Direction
Edit the listing below by replacing "polished stone platform" with "stone terrace" and keep every other character the same.

── Dataset entries ──

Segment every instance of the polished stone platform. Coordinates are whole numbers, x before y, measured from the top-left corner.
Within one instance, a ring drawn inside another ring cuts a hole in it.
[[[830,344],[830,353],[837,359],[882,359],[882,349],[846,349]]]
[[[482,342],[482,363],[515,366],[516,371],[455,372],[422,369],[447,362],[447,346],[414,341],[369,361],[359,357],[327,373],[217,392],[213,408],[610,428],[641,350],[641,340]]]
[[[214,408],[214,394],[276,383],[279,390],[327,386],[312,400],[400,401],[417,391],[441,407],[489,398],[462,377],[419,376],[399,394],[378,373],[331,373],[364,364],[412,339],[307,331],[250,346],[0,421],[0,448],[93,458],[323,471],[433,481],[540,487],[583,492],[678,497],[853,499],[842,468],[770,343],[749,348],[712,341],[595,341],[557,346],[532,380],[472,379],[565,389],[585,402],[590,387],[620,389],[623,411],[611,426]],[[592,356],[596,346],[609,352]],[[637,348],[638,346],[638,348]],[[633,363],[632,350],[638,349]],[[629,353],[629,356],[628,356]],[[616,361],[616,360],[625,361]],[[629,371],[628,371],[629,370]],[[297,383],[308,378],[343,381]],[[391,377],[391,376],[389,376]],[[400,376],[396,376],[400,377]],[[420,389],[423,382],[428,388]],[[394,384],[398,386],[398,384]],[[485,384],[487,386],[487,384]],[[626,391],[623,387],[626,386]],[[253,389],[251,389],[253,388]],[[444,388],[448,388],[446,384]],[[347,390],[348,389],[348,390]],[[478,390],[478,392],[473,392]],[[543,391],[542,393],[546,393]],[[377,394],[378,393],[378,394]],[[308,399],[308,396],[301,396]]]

───

Output for this task
Segment every instance of the stone terrace. Coordinates are whole numbers, x before y, measured from the top-left corner.
Within one instance, a ring drawn inside another ring cuts a hole in it.
[[[830,344],[830,353],[837,359],[882,359],[882,349],[846,349]]]
[[[482,342],[482,363],[515,366],[516,371],[455,372],[422,369],[447,362],[447,346],[414,341],[369,361],[359,357],[327,373],[217,392],[213,408],[610,428],[641,350],[641,340]]]
[[[214,408],[214,394],[276,383],[279,390],[327,386],[312,400],[400,401],[417,391],[441,407],[489,398],[462,377],[419,376],[399,394],[378,373],[331,373],[364,364],[412,339],[307,331],[250,346],[0,421],[0,448],[93,458],[323,471],[433,481],[540,487],[583,492],[678,497],[853,499],[842,468],[770,343],[749,348],[712,341],[595,341],[557,346],[532,380],[472,379],[565,389],[585,402],[590,387],[620,389],[623,411],[611,426]],[[592,356],[596,346],[609,352]],[[637,348],[638,346],[638,348]],[[633,363],[632,350],[638,349]],[[629,353],[629,356],[628,356]],[[616,361],[616,360],[625,361]],[[629,371],[628,371],[629,370]],[[297,383],[308,378],[343,381]],[[391,377],[391,376],[389,376]],[[400,376],[396,376],[400,377]],[[420,389],[423,382],[428,388]],[[394,384],[398,386],[398,384]],[[485,384],[487,386],[487,384]],[[626,391],[623,387],[626,386]],[[253,389],[251,389],[253,388]],[[444,388],[448,388],[446,384]],[[347,390],[348,389],[348,390]],[[478,390],[478,392],[473,392]],[[543,391],[542,393],[546,393]],[[377,394],[378,393],[378,394]],[[308,399],[308,396],[301,396]]]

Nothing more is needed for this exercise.